**DIRECTIONS**
Go through the entries and transcribe each one exactly, dropping the pictures.

— start —

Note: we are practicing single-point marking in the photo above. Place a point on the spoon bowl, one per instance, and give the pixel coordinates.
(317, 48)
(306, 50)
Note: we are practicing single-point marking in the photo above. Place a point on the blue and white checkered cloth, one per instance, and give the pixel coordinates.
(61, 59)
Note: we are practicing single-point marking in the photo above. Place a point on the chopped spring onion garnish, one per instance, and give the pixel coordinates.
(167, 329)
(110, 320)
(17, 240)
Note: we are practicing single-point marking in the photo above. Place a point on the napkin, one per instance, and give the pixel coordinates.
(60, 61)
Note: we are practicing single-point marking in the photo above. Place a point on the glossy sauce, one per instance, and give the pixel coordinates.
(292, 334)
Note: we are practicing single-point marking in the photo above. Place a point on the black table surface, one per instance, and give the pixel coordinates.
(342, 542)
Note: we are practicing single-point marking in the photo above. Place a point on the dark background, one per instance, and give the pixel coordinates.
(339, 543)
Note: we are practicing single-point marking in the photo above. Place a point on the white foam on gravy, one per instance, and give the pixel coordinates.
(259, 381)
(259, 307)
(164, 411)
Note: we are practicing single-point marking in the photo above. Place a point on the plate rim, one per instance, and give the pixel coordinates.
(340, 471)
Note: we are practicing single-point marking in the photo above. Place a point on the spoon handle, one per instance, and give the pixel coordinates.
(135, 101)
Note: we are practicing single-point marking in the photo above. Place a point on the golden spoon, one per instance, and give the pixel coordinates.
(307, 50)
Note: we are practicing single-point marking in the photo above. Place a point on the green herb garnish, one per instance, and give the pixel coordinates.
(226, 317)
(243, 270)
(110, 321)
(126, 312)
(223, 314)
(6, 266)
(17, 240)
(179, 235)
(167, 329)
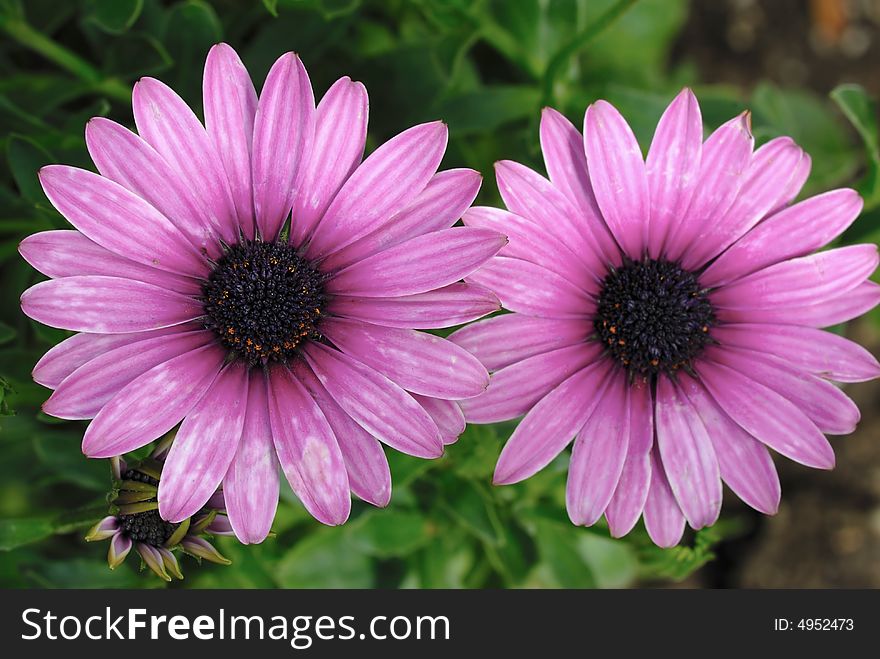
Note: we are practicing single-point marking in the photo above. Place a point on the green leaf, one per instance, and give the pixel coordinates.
(861, 110)
(115, 16)
(26, 157)
(390, 533)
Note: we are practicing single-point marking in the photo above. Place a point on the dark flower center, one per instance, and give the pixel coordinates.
(263, 300)
(653, 316)
(147, 527)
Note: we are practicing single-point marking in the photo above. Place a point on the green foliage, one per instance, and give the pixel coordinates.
(484, 66)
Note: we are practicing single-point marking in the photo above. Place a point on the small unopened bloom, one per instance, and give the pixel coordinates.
(135, 523)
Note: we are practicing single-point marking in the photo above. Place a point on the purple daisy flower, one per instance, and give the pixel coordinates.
(666, 317)
(273, 342)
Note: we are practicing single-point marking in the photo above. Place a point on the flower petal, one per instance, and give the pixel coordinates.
(421, 264)
(766, 179)
(307, 449)
(340, 136)
(618, 176)
(381, 407)
(744, 463)
(503, 340)
(767, 416)
(629, 497)
(443, 307)
(795, 231)
(663, 518)
(551, 424)
(724, 161)
(598, 455)
(446, 414)
(514, 389)
(251, 484)
(204, 446)
(532, 289)
(824, 404)
(284, 131)
(84, 392)
(230, 102)
(368, 473)
(153, 403)
(417, 361)
(166, 122)
(119, 220)
(440, 205)
(528, 241)
(391, 177)
(67, 356)
(122, 156)
(822, 353)
(800, 281)
(66, 253)
(688, 456)
(105, 305)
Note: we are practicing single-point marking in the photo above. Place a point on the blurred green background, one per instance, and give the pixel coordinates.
(805, 69)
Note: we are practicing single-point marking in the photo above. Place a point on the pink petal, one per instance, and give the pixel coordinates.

— end —

**SOLUTION TO THIS PROBLEM**
Note: we are practicing single-point marking in the photo above. Place a point on the spoon bowl, one per instance, and give the pixel coordinates.
(317, 48)
(306, 50)
Note: we are practicing single-point marking in the photo above. Place a point on the blue and white checkered cloth, one per instance, and give the pixel coordinates.
(61, 59)
Note: we are practicing single-point marking in the photo above. Place a point on the chopped spring onion garnish, one per instance, and give the pixel coordinates.
(167, 329)
(110, 320)
(17, 240)
Note: we are practicing single-point marking in the photo above. Place a point on the napkin, one per instance, and give the pixel coordinates.
(60, 61)
Note: we are practicing single-point marking in the photo above. Place a point on the glossy sauce, one per instance, and give the pixel coordinates.
(292, 334)
Note: we are practicing single-point marking in the photo above. Place a point on the black table surface, one per instance, and give the pixel coordinates.
(342, 542)
Note: we are practicing single-point marking in the photo above. Place a point on the dark background, one per instance, and give the pixel coordinates.
(339, 543)
Note: we are practicing single-point marking in the photo above. Place a point on the white foam on gravy, one per instance, and give the pixel coordinates.
(259, 381)
(259, 307)
(164, 411)
Note: we are practicing single-point marking in the photo above. Place a point on the plate rim, one per instance, and give the pixel coordinates.
(340, 471)
Note: we are practicing single-point marking in the photo above. Place a point on the spoon handle, one per instance, and give the pixel coordinates.
(135, 101)
Note: we are practicing single-point marking in the photo above. Place a point on the golden spoon, one per instance, and give the pixel coordinates.
(307, 50)
Note: we are practicing single-point marking in the photo above. Place a point on the green herb garnish, one per instance, and give the pixel coordinates.
(226, 317)
(243, 270)
(110, 321)
(126, 312)
(223, 314)
(6, 266)
(17, 240)
(179, 235)
(167, 329)
Note: we are practicing single-point marking in the photo above. Place a point on the green leaf, one per instance, and give the pixel coordinates.
(861, 110)
(115, 16)
(26, 157)
(390, 533)
Note: we are practicing single-point marking in the photo above. Place a point on the dark flower center, one per instance, and give the pixel coordinates.
(263, 300)
(653, 316)
(147, 527)
Note: we are practicing single-point marking in the photo above. Place a point on the green foliage, one per instance, and give the pixel coordinates.
(484, 66)
Note: we are practicing single-point marking in the photo above. Place a point on the small unopened bloom, one per instance, and give the pixel coordinates.
(135, 523)
Note: we are practicing single-point marking in the photo above. Place a point on the purple daisy flower, one per instance, and give the pixel coordinates.
(666, 317)
(273, 342)
Note: we are practicing single-point marking in the photo above. Place a point on the flower petal, one per instance, and give the pixel coordinates.
(421, 264)
(766, 179)
(307, 449)
(340, 136)
(618, 176)
(381, 407)
(744, 463)
(503, 340)
(767, 416)
(629, 497)
(443, 307)
(795, 231)
(663, 518)
(551, 424)
(724, 161)
(598, 455)
(446, 414)
(514, 389)
(251, 484)
(204, 446)
(532, 289)
(824, 404)
(284, 131)
(84, 392)
(230, 102)
(368, 473)
(153, 403)
(417, 361)
(166, 122)
(119, 220)
(440, 205)
(528, 241)
(391, 177)
(67, 356)
(122, 156)
(822, 353)
(800, 281)
(66, 253)
(688, 456)
(105, 305)
Note: we are practicing single-point marking in the photo above. Place a point on the blurred green background, one per instance, and give the pixel coordinates.
(805, 69)
Note: we are practicing single-point marking in the photo above. Place a point on the pink petal, one per instance, and give the pixel coordinates.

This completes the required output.